* Information provided
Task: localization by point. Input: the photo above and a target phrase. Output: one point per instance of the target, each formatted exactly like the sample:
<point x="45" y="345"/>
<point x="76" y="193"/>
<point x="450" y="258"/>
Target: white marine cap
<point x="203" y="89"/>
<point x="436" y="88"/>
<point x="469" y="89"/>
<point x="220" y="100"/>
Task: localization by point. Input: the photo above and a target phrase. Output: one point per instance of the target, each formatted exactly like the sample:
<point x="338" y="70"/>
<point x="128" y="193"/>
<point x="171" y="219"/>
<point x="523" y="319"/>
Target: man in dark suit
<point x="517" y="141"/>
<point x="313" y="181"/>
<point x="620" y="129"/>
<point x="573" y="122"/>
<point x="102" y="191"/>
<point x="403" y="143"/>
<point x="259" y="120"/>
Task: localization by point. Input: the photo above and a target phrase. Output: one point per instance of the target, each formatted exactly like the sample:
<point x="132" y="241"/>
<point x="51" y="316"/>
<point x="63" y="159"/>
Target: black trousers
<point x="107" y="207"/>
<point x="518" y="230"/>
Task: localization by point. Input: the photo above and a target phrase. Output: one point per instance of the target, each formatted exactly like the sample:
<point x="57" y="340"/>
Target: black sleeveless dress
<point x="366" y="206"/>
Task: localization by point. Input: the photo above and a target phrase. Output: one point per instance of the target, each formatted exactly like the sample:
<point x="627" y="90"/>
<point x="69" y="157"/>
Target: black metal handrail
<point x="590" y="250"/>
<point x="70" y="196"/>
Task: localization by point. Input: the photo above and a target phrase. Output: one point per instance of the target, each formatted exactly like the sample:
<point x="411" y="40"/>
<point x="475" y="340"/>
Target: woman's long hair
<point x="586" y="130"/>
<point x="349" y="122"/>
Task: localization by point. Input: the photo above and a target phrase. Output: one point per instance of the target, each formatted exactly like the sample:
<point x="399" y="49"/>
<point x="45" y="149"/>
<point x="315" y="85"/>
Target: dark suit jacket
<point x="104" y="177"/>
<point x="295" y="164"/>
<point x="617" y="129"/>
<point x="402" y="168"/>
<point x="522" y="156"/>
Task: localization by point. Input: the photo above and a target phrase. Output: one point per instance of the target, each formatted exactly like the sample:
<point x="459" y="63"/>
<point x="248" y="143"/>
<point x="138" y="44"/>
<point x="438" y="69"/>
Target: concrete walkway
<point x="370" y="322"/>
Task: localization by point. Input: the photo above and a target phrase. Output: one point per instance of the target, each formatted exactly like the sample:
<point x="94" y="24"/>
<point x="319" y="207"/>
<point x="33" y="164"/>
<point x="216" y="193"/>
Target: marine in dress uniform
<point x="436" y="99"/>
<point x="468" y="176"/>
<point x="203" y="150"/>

* Requirement
Each record above should be reproduced in full, exactly as it stands.

* Task output
Task: localization by point. Input: the photo above and a target phrase. Output: one point per instance of the target, each formatted exactly like the sample:
<point x="45" y="345"/>
<point x="76" y="193"/>
<point x="450" y="258"/>
Target: white marine cap
<point x="203" y="89"/>
<point x="436" y="88"/>
<point x="469" y="89"/>
<point x="220" y="100"/>
Task: localization by point. Input: the photo above and a target phrase. Output: one point per instance of the target, each formatted exactly like the sample:
<point x="338" y="70"/>
<point x="128" y="193"/>
<point x="171" y="219"/>
<point x="523" y="319"/>
Target: man in dark suit
<point x="517" y="141"/>
<point x="313" y="181"/>
<point x="620" y="129"/>
<point x="573" y="122"/>
<point x="102" y="191"/>
<point x="403" y="143"/>
<point x="259" y="120"/>
Task: localization by point. Input: the photo above and a target phrase. Output: one point per instance of the target, each formatted exactly like the sample:
<point x="132" y="241"/>
<point x="51" y="316"/>
<point x="63" y="159"/>
Target: black trousers
<point x="107" y="207"/>
<point x="518" y="230"/>
Task: localization by point. Input: the photo above and a target phrase. Output: one point per instance of the target, each formatted exactly like the sample:
<point x="57" y="340"/>
Target: black sleeveless dress
<point x="366" y="206"/>
Task: localization by point. Input: the photo above and a target phrase. Output: one point per instance of the target, each formatted exactly like the sample:
<point x="627" y="90"/>
<point x="69" y="157"/>
Target: black metal handrail
<point x="590" y="250"/>
<point x="70" y="196"/>
Task: localization by point. Input: the photo above and a target phrase. Output: one point per instance of the target, each formatted exactly like the sample:
<point x="411" y="40"/>
<point x="475" y="340"/>
Target: woman's long hair
<point x="586" y="130"/>
<point x="349" y="122"/>
Task: localization by point. Input: the photo above and a target phrase. Output: one point per instance of the target, each formatted exactly like the sample:
<point x="399" y="49"/>
<point x="45" y="149"/>
<point x="315" y="85"/>
Target: dark suit jacket
<point x="104" y="177"/>
<point x="295" y="164"/>
<point x="617" y="129"/>
<point x="402" y="168"/>
<point x="522" y="156"/>
Task: localization by point. Input: the photo above and a target phrase. Output: one point per instance of the target, each formatted exactly like the sample:
<point x="459" y="63"/>
<point x="248" y="143"/>
<point x="138" y="44"/>
<point x="438" y="69"/>
Target: concrete walkway
<point x="370" y="322"/>
Task: localization by point. Input: the photo above and a target phrase. Output: one point per instance of the target, each formatted exactly like the sample:
<point x="94" y="24"/>
<point x="319" y="207"/>
<point x="33" y="164"/>
<point x="216" y="193"/>
Target: marine in dress uniform
<point x="436" y="99"/>
<point x="468" y="176"/>
<point x="203" y="150"/>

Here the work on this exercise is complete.